#### [EXTRAIT SOURCE]
En caricaturant Mahomet, nos confrères se retrouvent aux côtés de fanatiques islamophobes. Et font des islamistes les premiers défenseurs de l'Islam.






Daniel Cohn-Bendit estime que les dirigeants de "Charlie Hebdo" sont "des cons" et qu’il y a une limite à la provocation. "Quand on est sur une poudrière, dit-il, on réfléchit avant de craquer une allumette". Pour un peu, l’ancien leader de Mai 68 expliquerait volontiers qu’en ces matières, il n’est pas interdit d’interdire…

Tariq Ramadan, qu’on présente si souvent comme un dangereux islamiste, condamne les manifestations contre les dessins de "Charlie" et estime qu’il n’y a pas lieu de déclencher pour si peu une quelconque action judiciaire. Les vrais musulmans, dit-il, doivent se situer au-dessus de ces attaques médiocres et traiter par le mépris ces caricatures du prophète.

Deux réactions paradoxales, donc, qui vont à l’encontre de l’idée qu’on se fait souvent de ces deux personnalités. Elles montrent que l’affaire des dessins publiés par l’hebdomadaire satirique est beaucoup moins simple qu’il n’y paraît. Si l’on reste sur la cime des principes, on s’en tire évidemment sans peine : "Charlie" a le droit de se moquer de la religion musulmane et de ses symboles, comme de toutes les religions.

A l’instar des autres croyants, les fidèles de l’Islam doivent s’habituer à une certaine forme d’anticléricalisme français qui se manifeste depuis au moins deux siècles et qui fait partie des avantages insignes, ou des désagréments inévitables, de la liberté d’expression. Personne, après tout, n’est obligé de lire "Charlie Hebdo" et la satire est une des saines activités auxquelles on reconnaît une démocratie.

#### [CONSIGNES]
1 - Relevez toutes les personnes désignées par leur nom dans l'extrait sur l'affaire des dessins de « Charlie Hebdo ».
2 - Prolongez l'extrait sur l'affaire des dessins de « Charlie Hebdo » en reprenant juste après sa dernière phrase.

(Extraits de données de régions étiquetées)

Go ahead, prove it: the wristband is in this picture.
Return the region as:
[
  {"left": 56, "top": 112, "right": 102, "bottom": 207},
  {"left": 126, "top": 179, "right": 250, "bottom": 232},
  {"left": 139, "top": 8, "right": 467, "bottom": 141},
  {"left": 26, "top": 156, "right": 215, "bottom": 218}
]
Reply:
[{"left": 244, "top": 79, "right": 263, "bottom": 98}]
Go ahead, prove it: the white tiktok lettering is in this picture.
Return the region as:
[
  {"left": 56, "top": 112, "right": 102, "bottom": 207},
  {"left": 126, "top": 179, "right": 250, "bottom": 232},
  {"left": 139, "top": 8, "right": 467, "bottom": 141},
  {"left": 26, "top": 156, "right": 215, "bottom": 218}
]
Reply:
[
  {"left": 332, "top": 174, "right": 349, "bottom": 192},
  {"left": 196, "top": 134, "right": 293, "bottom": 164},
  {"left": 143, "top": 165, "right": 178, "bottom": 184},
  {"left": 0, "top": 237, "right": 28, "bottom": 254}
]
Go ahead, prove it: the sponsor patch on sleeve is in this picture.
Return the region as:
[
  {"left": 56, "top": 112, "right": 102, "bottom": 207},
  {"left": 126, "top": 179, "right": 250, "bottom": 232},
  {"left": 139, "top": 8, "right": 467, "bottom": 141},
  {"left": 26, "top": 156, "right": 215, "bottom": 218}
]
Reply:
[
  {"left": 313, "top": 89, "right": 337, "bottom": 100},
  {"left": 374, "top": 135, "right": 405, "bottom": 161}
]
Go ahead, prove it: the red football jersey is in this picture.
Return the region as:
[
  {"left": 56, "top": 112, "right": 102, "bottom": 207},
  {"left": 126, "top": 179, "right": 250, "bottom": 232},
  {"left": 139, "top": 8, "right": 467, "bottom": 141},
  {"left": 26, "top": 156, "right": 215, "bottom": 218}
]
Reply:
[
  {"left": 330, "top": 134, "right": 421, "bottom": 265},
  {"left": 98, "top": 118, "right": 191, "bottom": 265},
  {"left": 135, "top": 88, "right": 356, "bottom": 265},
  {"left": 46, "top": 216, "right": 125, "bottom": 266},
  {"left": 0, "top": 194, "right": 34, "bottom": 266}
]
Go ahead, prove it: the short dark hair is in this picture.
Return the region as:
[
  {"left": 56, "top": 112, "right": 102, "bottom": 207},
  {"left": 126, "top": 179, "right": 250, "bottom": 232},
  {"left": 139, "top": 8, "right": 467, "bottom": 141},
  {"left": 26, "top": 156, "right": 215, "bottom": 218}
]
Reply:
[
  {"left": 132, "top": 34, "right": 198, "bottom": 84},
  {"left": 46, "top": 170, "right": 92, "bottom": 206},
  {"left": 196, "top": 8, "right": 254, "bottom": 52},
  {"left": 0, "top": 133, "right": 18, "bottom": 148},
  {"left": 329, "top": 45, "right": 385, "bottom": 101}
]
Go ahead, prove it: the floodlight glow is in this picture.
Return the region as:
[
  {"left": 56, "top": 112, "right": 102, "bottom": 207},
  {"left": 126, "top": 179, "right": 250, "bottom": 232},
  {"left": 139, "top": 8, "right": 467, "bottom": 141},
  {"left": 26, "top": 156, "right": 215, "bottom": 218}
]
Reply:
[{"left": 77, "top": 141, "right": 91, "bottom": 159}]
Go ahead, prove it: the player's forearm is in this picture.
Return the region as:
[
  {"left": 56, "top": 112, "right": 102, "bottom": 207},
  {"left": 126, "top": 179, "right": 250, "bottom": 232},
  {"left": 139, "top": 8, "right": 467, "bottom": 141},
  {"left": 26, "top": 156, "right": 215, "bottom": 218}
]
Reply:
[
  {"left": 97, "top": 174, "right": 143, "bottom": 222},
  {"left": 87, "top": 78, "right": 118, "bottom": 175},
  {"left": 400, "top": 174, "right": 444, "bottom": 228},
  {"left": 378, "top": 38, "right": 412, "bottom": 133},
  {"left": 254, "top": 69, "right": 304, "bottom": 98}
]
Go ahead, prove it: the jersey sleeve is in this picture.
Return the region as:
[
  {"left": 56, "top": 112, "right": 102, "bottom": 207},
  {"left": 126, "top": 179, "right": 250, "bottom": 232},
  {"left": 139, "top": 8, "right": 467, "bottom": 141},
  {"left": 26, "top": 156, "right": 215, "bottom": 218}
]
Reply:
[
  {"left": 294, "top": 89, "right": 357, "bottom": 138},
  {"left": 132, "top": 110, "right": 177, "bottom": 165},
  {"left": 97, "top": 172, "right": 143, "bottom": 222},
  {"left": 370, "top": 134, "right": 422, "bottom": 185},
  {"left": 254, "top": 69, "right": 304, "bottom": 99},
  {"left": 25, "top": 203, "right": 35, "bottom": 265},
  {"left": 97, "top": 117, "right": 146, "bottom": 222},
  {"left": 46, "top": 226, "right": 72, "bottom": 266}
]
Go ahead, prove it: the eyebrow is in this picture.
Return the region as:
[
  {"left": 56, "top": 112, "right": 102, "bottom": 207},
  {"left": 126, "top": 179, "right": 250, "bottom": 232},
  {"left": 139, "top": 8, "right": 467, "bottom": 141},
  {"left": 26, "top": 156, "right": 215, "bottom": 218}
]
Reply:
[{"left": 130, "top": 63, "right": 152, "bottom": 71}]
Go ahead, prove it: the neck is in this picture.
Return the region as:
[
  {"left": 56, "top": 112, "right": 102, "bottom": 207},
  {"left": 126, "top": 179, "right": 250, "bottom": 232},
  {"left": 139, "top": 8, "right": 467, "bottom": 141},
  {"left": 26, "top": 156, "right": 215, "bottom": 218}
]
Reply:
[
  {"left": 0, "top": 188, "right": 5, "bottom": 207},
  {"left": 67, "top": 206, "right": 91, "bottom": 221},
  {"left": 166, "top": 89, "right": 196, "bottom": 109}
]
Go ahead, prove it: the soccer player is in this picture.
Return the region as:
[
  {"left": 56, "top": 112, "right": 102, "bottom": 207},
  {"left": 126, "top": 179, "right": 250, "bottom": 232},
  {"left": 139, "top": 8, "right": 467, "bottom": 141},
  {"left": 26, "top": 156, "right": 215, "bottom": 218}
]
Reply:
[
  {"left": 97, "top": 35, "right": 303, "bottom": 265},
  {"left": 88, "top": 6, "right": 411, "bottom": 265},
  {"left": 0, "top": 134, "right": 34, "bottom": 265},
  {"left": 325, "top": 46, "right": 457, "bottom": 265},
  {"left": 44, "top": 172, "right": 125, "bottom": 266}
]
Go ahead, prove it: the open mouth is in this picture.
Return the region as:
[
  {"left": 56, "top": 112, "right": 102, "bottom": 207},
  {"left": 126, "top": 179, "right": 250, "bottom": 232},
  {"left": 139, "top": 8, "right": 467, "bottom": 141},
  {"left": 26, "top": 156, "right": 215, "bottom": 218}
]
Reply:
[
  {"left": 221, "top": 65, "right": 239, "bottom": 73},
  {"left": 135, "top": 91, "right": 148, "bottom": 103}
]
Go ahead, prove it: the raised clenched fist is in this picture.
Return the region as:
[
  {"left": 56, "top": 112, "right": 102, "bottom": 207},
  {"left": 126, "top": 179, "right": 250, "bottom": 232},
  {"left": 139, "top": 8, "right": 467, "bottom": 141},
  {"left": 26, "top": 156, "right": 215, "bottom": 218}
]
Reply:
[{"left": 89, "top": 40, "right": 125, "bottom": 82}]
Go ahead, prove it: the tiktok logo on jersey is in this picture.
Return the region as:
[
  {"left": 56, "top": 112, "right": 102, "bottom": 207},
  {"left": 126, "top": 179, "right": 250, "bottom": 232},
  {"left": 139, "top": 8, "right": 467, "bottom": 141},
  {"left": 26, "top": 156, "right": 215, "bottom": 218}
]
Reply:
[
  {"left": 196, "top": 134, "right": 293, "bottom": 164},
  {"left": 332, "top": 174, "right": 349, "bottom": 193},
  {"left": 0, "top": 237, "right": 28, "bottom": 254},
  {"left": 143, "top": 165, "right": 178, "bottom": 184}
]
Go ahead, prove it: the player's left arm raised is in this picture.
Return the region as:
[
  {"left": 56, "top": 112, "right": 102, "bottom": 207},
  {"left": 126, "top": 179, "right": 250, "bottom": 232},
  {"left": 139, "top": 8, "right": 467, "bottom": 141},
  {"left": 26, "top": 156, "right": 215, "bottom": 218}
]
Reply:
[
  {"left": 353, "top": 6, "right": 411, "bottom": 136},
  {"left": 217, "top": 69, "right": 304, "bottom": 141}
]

#### [RÉPONSES PAR TÂCHE]
1 - Mahomet, Daniel Cohn-Bendit, Tariq Ramadan

2 -
"Charlie" se retrouve aux côtés de Terry Jones & Co...


Pourtant la publication des dessins de "Charlie" – plutôt drôles, il faut le dire – laisse aussi un sentiment de malaise. Il y a d’abord les circonstances concrètes. Imaginons que des violences aient lieu dans un quelconque pays et qu’elles fassent des victimes. Les rédacteurs en chef de "Charlie" ne pourront pas s’empêcher de s’interroger sur leur propre responsabilité, quoi qu’ils en disent. Publier, c’est choisir.

Ce choix, dans une telle hypothèse, en valait-il la chandelle ? Pour démontrer sa liberté à Paris, on met en danger des citoyens en Tunisie, en Egypte ou ailleurs. On oblige de surcroît l’Etat à déployer des effectifs de protection à grands frais, pour une démonstration à la portée plutôt limitée. Personne ne peut balayer cette question d’un revers de main.

Aussi bien, l’affaire précédente, celle des caricatures publiées au Danemark, pour lesquelles la rédaction de "Charlie" s’était déjà mobilisée, consistait à témoigner sa solidarité envers un autre dessinateur impertinent qu’une minorité fanatique voulait faire taire. Action parfaitement légitime, organisée au profit de la liberté de pensée et de la laïcité.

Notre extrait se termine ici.